_PROVIDED RECORDS_
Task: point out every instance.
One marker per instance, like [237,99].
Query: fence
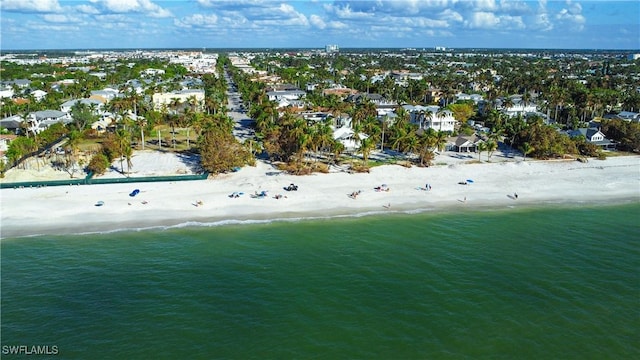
[89,180]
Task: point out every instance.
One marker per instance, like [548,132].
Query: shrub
[99,164]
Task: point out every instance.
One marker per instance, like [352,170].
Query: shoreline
[65,210]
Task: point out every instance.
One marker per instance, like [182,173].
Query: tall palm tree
[124,143]
[480,148]
[526,148]
[491,146]
[366,146]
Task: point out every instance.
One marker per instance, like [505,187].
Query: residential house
[594,136]
[431,117]
[476,98]
[463,143]
[40,120]
[5,140]
[106,94]
[348,138]
[11,123]
[518,106]
[162,100]
[38,95]
[278,95]
[629,116]
[95,103]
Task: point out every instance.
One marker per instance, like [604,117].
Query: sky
[141,24]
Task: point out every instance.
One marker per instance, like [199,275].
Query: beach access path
[71,209]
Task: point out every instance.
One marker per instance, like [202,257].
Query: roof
[47,114]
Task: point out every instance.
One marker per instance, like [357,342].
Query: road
[242,129]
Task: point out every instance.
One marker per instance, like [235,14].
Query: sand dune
[71,209]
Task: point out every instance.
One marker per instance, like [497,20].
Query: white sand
[71,209]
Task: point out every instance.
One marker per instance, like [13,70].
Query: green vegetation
[607,84]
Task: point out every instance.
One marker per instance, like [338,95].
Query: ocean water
[537,283]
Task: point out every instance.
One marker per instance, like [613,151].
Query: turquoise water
[561,283]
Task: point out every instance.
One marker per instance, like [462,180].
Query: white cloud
[488,20]
[482,20]
[450,15]
[572,16]
[87,9]
[30,5]
[197,20]
[316,21]
[60,18]
[345,12]
[135,6]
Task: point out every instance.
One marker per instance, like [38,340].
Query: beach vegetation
[98,164]
[626,133]
[220,151]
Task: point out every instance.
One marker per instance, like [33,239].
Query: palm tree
[480,148]
[123,145]
[526,148]
[366,146]
[440,140]
[491,146]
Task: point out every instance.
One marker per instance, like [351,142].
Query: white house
[518,107]
[431,117]
[629,116]
[593,136]
[161,100]
[287,95]
[38,95]
[68,105]
[107,94]
[40,120]
[6,92]
[348,138]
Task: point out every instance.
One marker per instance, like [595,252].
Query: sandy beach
[72,209]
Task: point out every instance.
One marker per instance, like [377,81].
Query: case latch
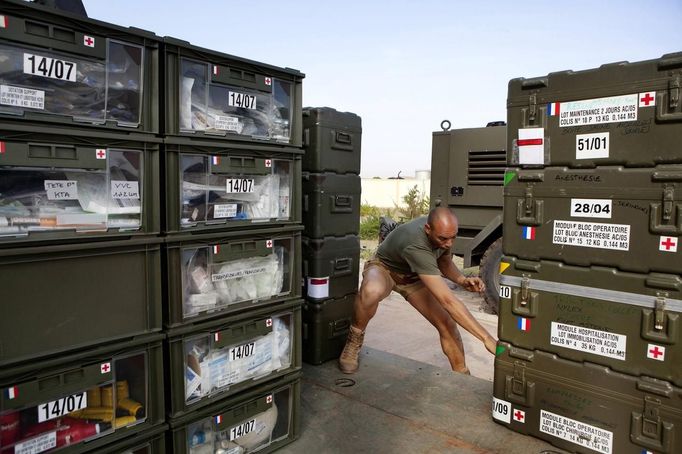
[649,430]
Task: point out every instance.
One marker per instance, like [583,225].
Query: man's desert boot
[349,359]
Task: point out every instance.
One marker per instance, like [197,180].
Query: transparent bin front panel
[215,277]
[86,89]
[105,194]
[244,429]
[216,361]
[219,189]
[209,103]
[34,420]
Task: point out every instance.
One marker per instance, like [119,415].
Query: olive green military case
[583,407]
[614,216]
[618,114]
[629,322]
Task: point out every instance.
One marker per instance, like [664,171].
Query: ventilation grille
[486,168]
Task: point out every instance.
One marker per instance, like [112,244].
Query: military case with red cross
[584,407]
[212,95]
[629,322]
[620,217]
[211,361]
[75,71]
[218,188]
[621,113]
[87,186]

_GOAL OF THE EXERCISE_
Give back all entries exactly. No pictures belong in the copy.

_TASK SOLUTION_
Task: point out every instance.
One marker per instance, like [237,99].
Query: fence
[89,180]
Task: point out every instance.
One marker per instance, like [548,132].
Query: shrub
[99,164]
Task: point out every instance.
One marker per instance, like [352,170].
Query: shoreline
[65,210]
Task: point out every instance.
One marker per instance, like [182,173].
Query: tall palm tree
[124,143]
[480,148]
[526,148]
[491,146]
[366,146]
Task: point out every instance.
One marker per instance, like [505,187].
Query: residential house
[594,136]
[431,117]
[476,98]
[463,143]
[40,120]
[5,140]
[106,94]
[348,138]
[11,123]
[518,106]
[162,100]
[38,95]
[278,95]
[629,116]
[95,103]
Task: point out every instance.
One marker per instance, like [604,117].
Query: sky
[141,24]
Task: point out every instance.
One marker per instance, like [199,275].
Query: beach access path
[71,209]
Task: point out every instance.
One marker per instance, like [202,257].
Query: roof
[47,114]
Task: point out every instance.
One marker per instance, like [357,342].
Query: road
[242,129]
Task: point out every instance.
One marker per instance, like [235,14].
Query: sand dune
[71,209]
Task: point out every instance.
One marker per instance, like [497,20].
Query: white sand
[71,209]
Task: point out every instance.
One marker per instance, like [13,70].
Query: green vegetation
[607,84]
Task: point out every instance.
One marker per instance, like [338,95].
Query: ocean water
[537,283]
Task: point out every instance.
One marker per instance, like [613,151].
Query: turquoise water
[561,283]
Task: point out every instance.
One marker per instance, like [462,180].
Query: white cloud
[488,20]
[482,20]
[450,15]
[572,16]
[87,9]
[30,5]
[197,20]
[316,21]
[60,18]
[345,12]
[135,6]
Task: point out every instance.
One marker per instance, like [38,340].
Query: beach vegetation
[98,164]
[626,133]
[220,151]
Task: point out every instance.
One marker per instance, like [33,239].
Query: palm tree
[480,148]
[123,145]
[526,148]
[366,146]
[440,140]
[491,146]
Task: point out every instance.
One marker per instance, like [351,142].
Query: white house
[518,107]
[431,117]
[629,116]
[593,136]
[161,100]
[287,95]
[38,95]
[68,105]
[107,94]
[40,120]
[6,92]
[348,138]
Task: point out every instance.
One marker per instance, like [595,252].
Query: sandy beach
[72,209]
Task: point out every instance.
One marker per instance, like [377,81].
Query: case latch
[649,430]
Task: point out every instance.
One marker per instance, like [583,225].
Query: man's desert boot
[349,359]
Task: point out every instance.
One marker per instance, like [197,180].
Query: transparent bin front panel
[215,277]
[86,89]
[105,194]
[244,429]
[216,361]
[219,189]
[209,103]
[34,420]
Task: point out every instance.
One marker per instance, like [119,415].
Query: olive green military case
[583,407]
[614,216]
[618,114]
[629,322]
Task: point out every instance.
One marker per instance, like [664,171].
Query: ventilation grille
[486,168]
Task: point out every instance.
One marker per instance, like [112,244].
Query: military case with red cross
[584,407]
[212,95]
[629,322]
[620,217]
[211,361]
[75,71]
[218,188]
[621,113]
[87,186]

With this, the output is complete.